Some records:
* START *
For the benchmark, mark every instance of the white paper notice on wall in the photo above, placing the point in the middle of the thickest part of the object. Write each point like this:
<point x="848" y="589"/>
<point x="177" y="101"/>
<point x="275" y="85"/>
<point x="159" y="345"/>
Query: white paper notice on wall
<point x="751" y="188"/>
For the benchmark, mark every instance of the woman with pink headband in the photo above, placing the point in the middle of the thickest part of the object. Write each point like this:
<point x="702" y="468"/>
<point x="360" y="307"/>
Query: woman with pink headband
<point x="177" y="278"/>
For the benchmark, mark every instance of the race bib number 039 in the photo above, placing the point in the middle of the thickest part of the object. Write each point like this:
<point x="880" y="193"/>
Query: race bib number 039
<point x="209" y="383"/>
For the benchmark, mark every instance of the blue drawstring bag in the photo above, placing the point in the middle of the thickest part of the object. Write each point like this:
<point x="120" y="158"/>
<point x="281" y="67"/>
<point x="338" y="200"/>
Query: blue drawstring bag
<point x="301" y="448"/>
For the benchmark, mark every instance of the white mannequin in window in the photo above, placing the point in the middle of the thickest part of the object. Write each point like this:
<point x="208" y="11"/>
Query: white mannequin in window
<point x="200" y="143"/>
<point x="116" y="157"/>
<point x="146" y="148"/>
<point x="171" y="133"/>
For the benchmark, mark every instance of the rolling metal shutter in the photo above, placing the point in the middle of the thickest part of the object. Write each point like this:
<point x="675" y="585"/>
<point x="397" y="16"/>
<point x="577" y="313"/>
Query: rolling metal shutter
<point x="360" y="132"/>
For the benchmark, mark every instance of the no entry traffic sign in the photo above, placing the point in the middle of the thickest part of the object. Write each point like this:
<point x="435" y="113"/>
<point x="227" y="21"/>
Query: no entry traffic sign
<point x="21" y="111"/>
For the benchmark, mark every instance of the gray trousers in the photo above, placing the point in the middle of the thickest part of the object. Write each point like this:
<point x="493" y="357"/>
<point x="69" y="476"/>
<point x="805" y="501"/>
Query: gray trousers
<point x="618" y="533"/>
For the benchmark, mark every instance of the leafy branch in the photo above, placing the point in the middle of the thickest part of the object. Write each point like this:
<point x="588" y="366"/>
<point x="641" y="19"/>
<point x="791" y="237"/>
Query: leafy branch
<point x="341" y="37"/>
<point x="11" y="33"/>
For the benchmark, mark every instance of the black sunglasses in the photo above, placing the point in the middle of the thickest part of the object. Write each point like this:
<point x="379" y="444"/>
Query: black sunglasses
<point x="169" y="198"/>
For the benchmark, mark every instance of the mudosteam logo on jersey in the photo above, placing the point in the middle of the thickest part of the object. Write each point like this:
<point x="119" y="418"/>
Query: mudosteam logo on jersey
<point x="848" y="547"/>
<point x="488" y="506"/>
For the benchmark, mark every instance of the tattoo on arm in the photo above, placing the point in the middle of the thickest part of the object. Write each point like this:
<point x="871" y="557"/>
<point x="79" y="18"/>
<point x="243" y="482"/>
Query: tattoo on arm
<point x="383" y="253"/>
* END *
Set problem: Reproduce every line of the material above exactly.

The response:
For the benchmark, mark every instance of the white paper notice on wall in the photo above, placing the point in the middle of the thickest part of the object. Write each point like this:
<point x="848" y="589"/>
<point x="177" y="101"/>
<point x="275" y="85"/>
<point x="159" y="345"/>
Query: white paper notice on wall
<point x="751" y="188"/>
For the benchmark, mark every instance of the woman with pink headband in the photo above, placing the point in the middle of the thickest part of the object. Write each point like this:
<point x="702" y="468"/>
<point x="360" y="307"/>
Query: woman with pink headband
<point x="177" y="278"/>
For the benchmark, mark every instance of the race bib number 039 in the photo above, placing the point in the middle of the thickest part of the object. Write each point like this:
<point x="880" y="193"/>
Query: race bib number 039
<point x="209" y="383"/>
For the benchmark, mark every instance of the blue drawstring bag in the photo above, placing the point in the middle of the thickest part of the object. Write each point like this:
<point x="120" y="158"/>
<point x="281" y="67"/>
<point x="338" y="200"/>
Query: blue drawstring bag
<point x="301" y="448"/>
For the benchmark, mark every instance of the white mannequin in window in the photo above, placing the point in the middle of the thickest part of the object. Write each point like this:
<point x="208" y="11"/>
Query: white mannequin in window
<point x="200" y="143"/>
<point x="116" y="157"/>
<point x="146" y="148"/>
<point x="171" y="133"/>
For the benchmark, mark every instance of the rolling metal shutter in the photo above, placing the point in the middle of the thickest part of the object. Write each point like this:
<point x="675" y="585"/>
<point x="397" y="16"/>
<point x="577" y="313"/>
Query: rolling metal shutter
<point x="360" y="132"/>
For the benchmark, mark every instance of the no entry traffic sign in the photo above, placing the point in the middle of the thickest part of the object. Write each point like this:
<point x="435" y="113"/>
<point x="227" y="21"/>
Query: no entry traffic sign
<point x="21" y="111"/>
For the benchmark, mark every instance of the gray trousers in the photo above, placing the point in the middle of the thickest part of the object. Write each point like this:
<point x="493" y="357"/>
<point x="69" y="476"/>
<point x="805" y="501"/>
Query: gray trousers
<point x="618" y="533"/>
For the benchmark, mark every instance of the leafy branch in the photo above, placing the point in the middle of the thickest part of the object. Write each point like this:
<point x="588" y="366"/>
<point x="641" y="19"/>
<point x="791" y="237"/>
Query: leafy branch
<point x="341" y="37"/>
<point x="11" y="33"/>
For the benchmark, mark every instance of the black sunglasses in the photo above, placing the point in the middle of the thickest part of the object. Write each point like this:
<point x="379" y="444"/>
Query: black sunglasses
<point x="169" y="198"/>
For the benchmark, mark every instance of the mudosteam logo on jersey in the photo above, placing the point in the middle of the thickest part of the object. Write each point like this:
<point x="119" y="418"/>
Query: mudosteam logo on jersey
<point x="848" y="547"/>
<point x="488" y="506"/>
For the benchmark, mark every instance of the tattoo on arm in the photo above, placing the point in the middle of the thickest part of the object. Write each point like this:
<point x="871" y="557"/>
<point x="79" y="18"/>
<point x="243" y="482"/>
Query: tattoo on arm
<point x="383" y="253"/>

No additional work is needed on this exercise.